## ABOUT THIS EXERCISE
Your response should contain every record below, copied exactly.

## AVAILABLE DATA
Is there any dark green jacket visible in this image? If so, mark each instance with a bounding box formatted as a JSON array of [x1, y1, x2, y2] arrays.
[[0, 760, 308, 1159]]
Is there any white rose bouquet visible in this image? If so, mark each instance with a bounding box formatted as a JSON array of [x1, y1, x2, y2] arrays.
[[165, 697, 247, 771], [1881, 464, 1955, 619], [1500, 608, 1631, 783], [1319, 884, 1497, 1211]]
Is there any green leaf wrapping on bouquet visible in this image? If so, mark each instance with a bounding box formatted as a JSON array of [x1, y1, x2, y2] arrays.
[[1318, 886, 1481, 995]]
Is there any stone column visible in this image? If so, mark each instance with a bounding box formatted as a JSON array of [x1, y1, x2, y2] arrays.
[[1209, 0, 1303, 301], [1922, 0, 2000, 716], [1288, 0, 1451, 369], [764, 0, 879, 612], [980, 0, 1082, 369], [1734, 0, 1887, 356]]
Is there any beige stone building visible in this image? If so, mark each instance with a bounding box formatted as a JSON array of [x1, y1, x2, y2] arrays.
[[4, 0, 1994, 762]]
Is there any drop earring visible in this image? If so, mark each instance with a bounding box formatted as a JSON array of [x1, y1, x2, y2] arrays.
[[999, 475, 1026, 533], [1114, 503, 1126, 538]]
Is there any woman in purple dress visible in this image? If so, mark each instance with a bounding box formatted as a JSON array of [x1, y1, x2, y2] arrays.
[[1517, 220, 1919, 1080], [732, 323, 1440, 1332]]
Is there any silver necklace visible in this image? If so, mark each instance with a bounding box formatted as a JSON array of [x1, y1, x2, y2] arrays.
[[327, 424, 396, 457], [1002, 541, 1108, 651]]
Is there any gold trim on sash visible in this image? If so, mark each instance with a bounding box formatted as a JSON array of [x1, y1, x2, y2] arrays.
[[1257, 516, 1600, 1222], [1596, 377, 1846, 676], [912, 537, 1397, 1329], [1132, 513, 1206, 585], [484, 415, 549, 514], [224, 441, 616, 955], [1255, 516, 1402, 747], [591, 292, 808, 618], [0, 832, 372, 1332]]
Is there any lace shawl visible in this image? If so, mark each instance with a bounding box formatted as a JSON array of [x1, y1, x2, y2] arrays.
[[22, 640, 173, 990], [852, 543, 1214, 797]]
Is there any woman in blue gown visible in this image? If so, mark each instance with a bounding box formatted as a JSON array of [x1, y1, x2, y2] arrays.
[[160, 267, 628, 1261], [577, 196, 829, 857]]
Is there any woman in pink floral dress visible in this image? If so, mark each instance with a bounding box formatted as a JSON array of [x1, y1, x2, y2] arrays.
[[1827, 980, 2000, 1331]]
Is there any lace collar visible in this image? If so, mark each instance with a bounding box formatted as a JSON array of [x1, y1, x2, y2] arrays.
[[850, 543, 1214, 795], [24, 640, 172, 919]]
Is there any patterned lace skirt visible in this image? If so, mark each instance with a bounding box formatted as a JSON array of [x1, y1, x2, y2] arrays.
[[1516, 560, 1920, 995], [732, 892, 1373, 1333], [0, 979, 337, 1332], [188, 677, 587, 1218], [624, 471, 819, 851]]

## OUTPUT
Is there any dark green jacket visible in this image? If so, mark each instance with a bounding box formatted as a JSON array of [x1, y1, x2, y2] arrays.
[[0, 760, 308, 1159]]
Is there any white rose bouquet visible in this image? If so, mark each instance with a bounding box formatted as a JSON array of [x1, y1, x2, y2] arrays.
[[165, 697, 247, 771], [1881, 464, 1955, 619], [1500, 608, 1631, 783], [1319, 884, 1497, 1211]]
Is there any green leaf wrapping on bouquet visible in this image? If so, mark each instance with a bounding box formatted as a JSON array of [x1, y1, x2, y2] arrays.
[[1318, 886, 1481, 995]]
Is there any stone column visible in this image? If so, mark each instance with a bounding box formatted as a JSON array of [x1, y1, x2, y2] arrays.
[[1209, 0, 1303, 301], [1922, 0, 2000, 716], [1288, 0, 1451, 369], [764, 0, 879, 612], [980, 0, 1082, 369], [1734, 0, 1887, 356]]
Is there any beige stone building visible in this image? If so, mark each instance with a bounding box formatted as a JSON array of [x1, y1, x2, y2] arrays.
[[4, 0, 1994, 762]]
Is there any drop earring visible in this image? If so, mark each instance with a bounding box formatted as a JSON array of [x1, y1, x2, y2] arrays.
[[999, 475, 1026, 533], [1114, 503, 1126, 538]]
Is there any woman in purple dress visible in this image? If so, mark each instance with a bounding box formatted as a JSON array of [x1, y1, x2, y2] arrays.
[[1517, 220, 1919, 1080], [732, 323, 1440, 1332]]
Is there any silver necklace visible in this image? If so, mark each instance with a bounding box formatted as a JSON array of [x1, y1, x2, y2] arrays.
[[327, 424, 396, 457], [1002, 541, 1108, 651]]
Is there any gold trim on sash visible in this image? If so, mark each instance with a bounding box formatted as a JSON array of [x1, y1, x2, y2] arrays.
[[1257, 516, 1600, 1222], [1596, 377, 1846, 676], [912, 537, 1397, 1329], [1132, 513, 1206, 585], [484, 415, 549, 514], [224, 441, 616, 955], [1255, 516, 1402, 747], [591, 292, 808, 618], [0, 832, 372, 1332]]
Is there any lace shawl visible in this image? If so, mark each instance with a bounding box formatted as a JSON array of [x1, y1, x2, y2] arrays.
[[22, 640, 173, 990], [852, 543, 1214, 797]]
Is there any woman in blue gown visible in this image? If so, mark each instance with a bounding box formatted as a JSON array of [x1, y1, x2, y2] arrays.
[[160, 267, 628, 1261], [577, 196, 829, 857]]
Is there any woman in pink floral dress visible in this image? If so, mark each instance with a bounding box formatted as a JSON array of [x1, y1, x2, y2] arrays.
[[1827, 980, 2000, 1331]]
Is there any lace collar visible in this image? If so, mark each instance with a bounding box formatted as a JSON array of [x1, y1, x2, y2] arrays.
[[850, 543, 1214, 795], [24, 640, 172, 919]]
Is there any patterned lace skirt visible in this image? If so, mark each instance with a bounding box formatted as a JSON array of [x1, y1, x2, y2] arrays.
[[1516, 560, 1920, 995], [732, 892, 1373, 1333], [0, 979, 337, 1332], [188, 677, 587, 1218], [624, 471, 819, 851]]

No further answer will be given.